→ **EXERCISE DIRECTIONS**
Leave out the pictures and copy every record exactly.
=== Begin Enclosure ===
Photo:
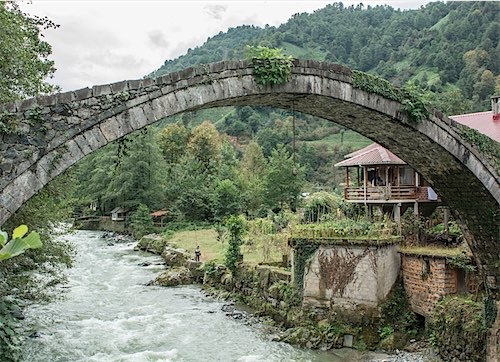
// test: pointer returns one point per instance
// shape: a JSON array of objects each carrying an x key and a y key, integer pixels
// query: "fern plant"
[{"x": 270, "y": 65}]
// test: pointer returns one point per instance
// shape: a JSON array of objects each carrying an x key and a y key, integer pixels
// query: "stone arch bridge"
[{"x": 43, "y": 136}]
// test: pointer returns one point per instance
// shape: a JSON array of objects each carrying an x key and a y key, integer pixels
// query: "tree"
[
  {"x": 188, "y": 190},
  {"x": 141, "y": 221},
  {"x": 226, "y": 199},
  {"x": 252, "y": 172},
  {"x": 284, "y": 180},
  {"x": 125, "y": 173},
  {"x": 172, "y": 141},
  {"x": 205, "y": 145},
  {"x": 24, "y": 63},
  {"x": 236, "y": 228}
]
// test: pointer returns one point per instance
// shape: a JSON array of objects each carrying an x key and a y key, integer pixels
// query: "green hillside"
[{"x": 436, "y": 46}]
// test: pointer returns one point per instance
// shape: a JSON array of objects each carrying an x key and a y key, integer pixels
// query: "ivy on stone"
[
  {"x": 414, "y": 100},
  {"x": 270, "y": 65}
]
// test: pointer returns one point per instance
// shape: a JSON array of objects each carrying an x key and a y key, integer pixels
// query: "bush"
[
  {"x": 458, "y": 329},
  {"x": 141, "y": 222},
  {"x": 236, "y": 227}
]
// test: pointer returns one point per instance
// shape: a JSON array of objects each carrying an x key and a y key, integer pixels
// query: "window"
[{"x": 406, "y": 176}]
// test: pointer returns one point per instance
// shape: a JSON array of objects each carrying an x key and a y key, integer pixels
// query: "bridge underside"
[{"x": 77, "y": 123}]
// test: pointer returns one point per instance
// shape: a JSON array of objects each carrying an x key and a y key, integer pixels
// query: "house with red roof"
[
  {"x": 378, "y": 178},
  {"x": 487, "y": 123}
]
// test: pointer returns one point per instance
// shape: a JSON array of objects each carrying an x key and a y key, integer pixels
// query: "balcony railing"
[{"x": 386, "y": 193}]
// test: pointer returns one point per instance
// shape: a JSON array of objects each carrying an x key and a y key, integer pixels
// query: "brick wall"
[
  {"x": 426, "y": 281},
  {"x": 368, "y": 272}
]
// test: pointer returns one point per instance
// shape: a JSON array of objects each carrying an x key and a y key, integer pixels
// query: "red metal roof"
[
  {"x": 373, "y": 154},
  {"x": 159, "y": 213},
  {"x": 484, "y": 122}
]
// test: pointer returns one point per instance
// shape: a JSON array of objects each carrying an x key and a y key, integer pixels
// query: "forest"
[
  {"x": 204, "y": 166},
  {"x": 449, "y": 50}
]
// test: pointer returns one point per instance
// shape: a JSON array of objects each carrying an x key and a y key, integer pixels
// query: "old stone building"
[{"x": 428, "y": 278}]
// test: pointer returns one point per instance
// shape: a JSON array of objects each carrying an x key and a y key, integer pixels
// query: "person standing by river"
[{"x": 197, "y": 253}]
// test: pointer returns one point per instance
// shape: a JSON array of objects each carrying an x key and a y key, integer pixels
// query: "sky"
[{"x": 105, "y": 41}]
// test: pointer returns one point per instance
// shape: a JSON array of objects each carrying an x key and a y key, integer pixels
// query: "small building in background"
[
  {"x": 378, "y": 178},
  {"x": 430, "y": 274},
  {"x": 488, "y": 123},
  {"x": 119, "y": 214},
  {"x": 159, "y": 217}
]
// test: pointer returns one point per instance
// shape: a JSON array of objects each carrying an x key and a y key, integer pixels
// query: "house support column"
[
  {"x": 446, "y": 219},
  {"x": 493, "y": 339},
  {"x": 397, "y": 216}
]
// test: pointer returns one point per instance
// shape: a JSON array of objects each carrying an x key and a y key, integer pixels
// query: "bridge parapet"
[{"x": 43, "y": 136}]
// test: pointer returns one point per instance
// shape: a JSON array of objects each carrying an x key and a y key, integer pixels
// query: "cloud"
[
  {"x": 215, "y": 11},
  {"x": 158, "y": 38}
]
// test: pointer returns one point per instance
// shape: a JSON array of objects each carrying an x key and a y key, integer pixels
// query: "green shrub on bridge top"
=== End Enclosure ===
→ **RESPONSE BOX**
Photo:
// test: pointer returns one point per instance
// shape: a JSON array of objects each carrying an x key and a y key, integer pixels
// query: "fern plant"
[{"x": 270, "y": 65}]
// test: pointer returns one point per instance
// shape: a JSON array of objects each carrying an x key and a y key, integer pixels
// query: "stone arch bridge"
[{"x": 43, "y": 136}]
// test: pointer returns one point per instance
// shape: a JSON array of objects each carrying an x key and a y key, integer pixels
// query: "tree"
[
  {"x": 188, "y": 190},
  {"x": 141, "y": 221},
  {"x": 226, "y": 199},
  {"x": 252, "y": 172},
  {"x": 284, "y": 180},
  {"x": 125, "y": 173},
  {"x": 172, "y": 141},
  {"x": 205, "y": 145},
  {"x": 24, "y": 63},
  {"x": 236, "y": 228}
]
// test: pointer returns one point per instance
// shape: a JSON array of objects each carrying an x key and a y key, integer pixels
// query: "green hillside"
[{"x": 436, "y": 46}]
// test: pointer returns one point per instance
// shape: a JSON array of objects each carrying an x key and a y key, integer pixels
// query: "ivy on stone"
[
  {"x": 414, "y": 100},
  {"x": 270, "y": 65}
]
// test: pointer returns one point per instance
// shape: a JSON array of objects each carrying an x key and a y key, integer pixels
// query: "bush"
[
  {"x": 458, "y": 329},
  {"x": 141, "y": 222},
  {"x": 236, "y": 227}
]
// test: pointer returns one point per instance
// shape: a JSON array of objects each carrying an x key and a y key, integer pixels
// query: "window"
[{"x": 406, "y": 176}]
// test: pointer returns one point per instance
// shape: a JSON array of objects each carrying an x key and a y key, integer pixels
// query: "bridge underside"
[{"x": 77, "y": 123}]
// test: pointer returns one point per instance
// shape: a JSON array of objects each carrying an x key and a y key, integer pixels
// query: "house with red roof"
[
  {"x": 378, "y": 178},
  {"x": 487, "y": 123}
]
// test: pointer returns one point per instance
// shape: a JSON array of objects each carrying an x key and a y key, integer pixels
// query: "balcony railing"
[{"x": 386, "y": 193}]
// test: pointer returns one point per instance
// shape: a JSON array of objects each carrying an x key and a y key, integer pixels
// query: "brick wall"
[
  {"x": 426, "y": 281},
  {"x": 368, "y": 272}
]
// test: pointer returns one point per instance
// shape: a JSON array of objects each carrying an x key and a y key, integer pixels
// query: "red metal roof"
[
  {"x": 373, "y": 154},
  {"x": 159, "y": 213},
  {"x": 484, "y": 122}
]
// test: pointer returns one point per instance
// shape: a JSON array of objects each carrying an x key and a y key, integer pixels
// query: "forest"
[
  {"x": 204, "y": 166},
  {"x": 449, "y": 50}
]
// test: pointer returns one point per instance
// shape: a JSON array of objects each carrying an x key and a y key, integer pixels
// query: "old stone building"
[{"x": 428, "y": 278}]
// test: pointer returns one point per instance
// shape: a JSON array of objects each carrying an x key and a y key, integer pixels
// query: "person standing by river"
[{"x": 197, "y": 253}]
// test: pointer returns one point per instance
// shape: a JSON array of objects each carrying an x key and a y key, integer pixels
// query: "sky"
[{"x": 105, "y": 41}]
// test: pointer returns one point per instance
// shape: a JSON array of objects each carrying an x key and a y key, integer pixels
// query: "small building in background"
[
  {"x": 378, "y": 178},
  {"x": 430, "y": 274},
  {"x": 488, "y": 123},
  {"x": 119, "y": 214},
  {"x": 159, "y": 217}
]
// test: pointer returns one point per instance
// shape: a JSON array of objects each carrying an x key and a y key, integer pixels
// query: "house support column"
[
  {"x": 446, "y": 219},
  {"x": 493, "y": 339},
  {"x": 397, "y": 216}
]
// test: pointer returns one point per instance
// shape: a JSON array of objects each carrying an x key and a y key, integer pixels
// query: "bridge parapet"
[{"x": 43, "y": 136}]
// test: pointer returns one point per instance
// shape: a JSON array of objects each carrying an x key and a y key, integer pixels
// query: "cloud"
[
  {"x": 215, "y": 11},
  {"x": 158, "y": 38}
]
// test: pointer returns one point per instance
// shape: a JSON array of objects each carrying an x key and a y key, integer pixels
// query: "green shrub on bridge top"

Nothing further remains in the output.